# EXCERPTED PASSAGE
┌──

Winter storms bring dangerous weather conditions. Wind, snow, and ice can bring down trees and power lines causing power outages. Follow these tips to stay warm and safe.
Before a Winter Storm
- Be informed by receiving alerts, warnings, and public safety information before, during, and after emergencies and follow instructions from public safety officials.
- Create and review your family emergency plan.
- If you receive medical treatments or home health care services, work with your medical provider to determine how to maintain care and service if you are unable to leave your home for a period of time.
- Assemble an emergency kit. Add seasonal supplies, such as extra winter clothing and blankets.
- Prepare for possible power outages.
- Fully charge electronic devices before a storm if power outages are expected.
- Consider purchasing a generator to provide power during an outage. Follow the manufacturer’s instructions and learn how to use it safely before an outage.
- Prepare your home for possible emergencies.

└──

# PROBLEMS TO WORK ON
1. Give again everything in the winter storm tips from "- Create and" down to "clothing and blankets.".
2. Translate this sentence from the winter storm tips into Spanish: "Fully charge electronic devices before a storm if power outages are expected."

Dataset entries
┌──

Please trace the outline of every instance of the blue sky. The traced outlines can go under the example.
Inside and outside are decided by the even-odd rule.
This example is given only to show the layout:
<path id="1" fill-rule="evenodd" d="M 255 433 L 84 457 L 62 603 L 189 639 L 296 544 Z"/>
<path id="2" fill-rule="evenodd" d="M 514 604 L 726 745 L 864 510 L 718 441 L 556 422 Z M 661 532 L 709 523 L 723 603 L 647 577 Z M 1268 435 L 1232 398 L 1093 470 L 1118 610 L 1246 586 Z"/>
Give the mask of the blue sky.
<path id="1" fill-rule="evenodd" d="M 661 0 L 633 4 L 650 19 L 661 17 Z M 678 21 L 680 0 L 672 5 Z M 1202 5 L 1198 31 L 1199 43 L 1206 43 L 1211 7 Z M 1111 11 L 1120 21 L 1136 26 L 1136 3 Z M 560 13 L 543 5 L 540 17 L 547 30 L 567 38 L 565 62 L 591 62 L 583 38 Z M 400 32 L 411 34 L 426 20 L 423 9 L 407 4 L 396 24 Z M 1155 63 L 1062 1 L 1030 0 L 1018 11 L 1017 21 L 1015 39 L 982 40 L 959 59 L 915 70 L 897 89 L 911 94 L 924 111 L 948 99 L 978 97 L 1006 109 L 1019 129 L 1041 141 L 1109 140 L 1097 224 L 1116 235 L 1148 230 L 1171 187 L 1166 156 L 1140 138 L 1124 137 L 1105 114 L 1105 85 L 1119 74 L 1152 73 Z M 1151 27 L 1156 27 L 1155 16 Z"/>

└──

# PER-TASK ANSWERS
1.
- Create and review your family emergency plan.
- If you receive medical treatments or home health care services, work with your medical provider to determine how to maintain care and service if you are unable to leave your home for a period of time.
- Assemble an emergency kit. Add seasonal supplies, such as extra winter clothing and blankets.

2. Cargue completamente los dispositivos electrónicos antes de una tormenta si se esperan cortes de energía.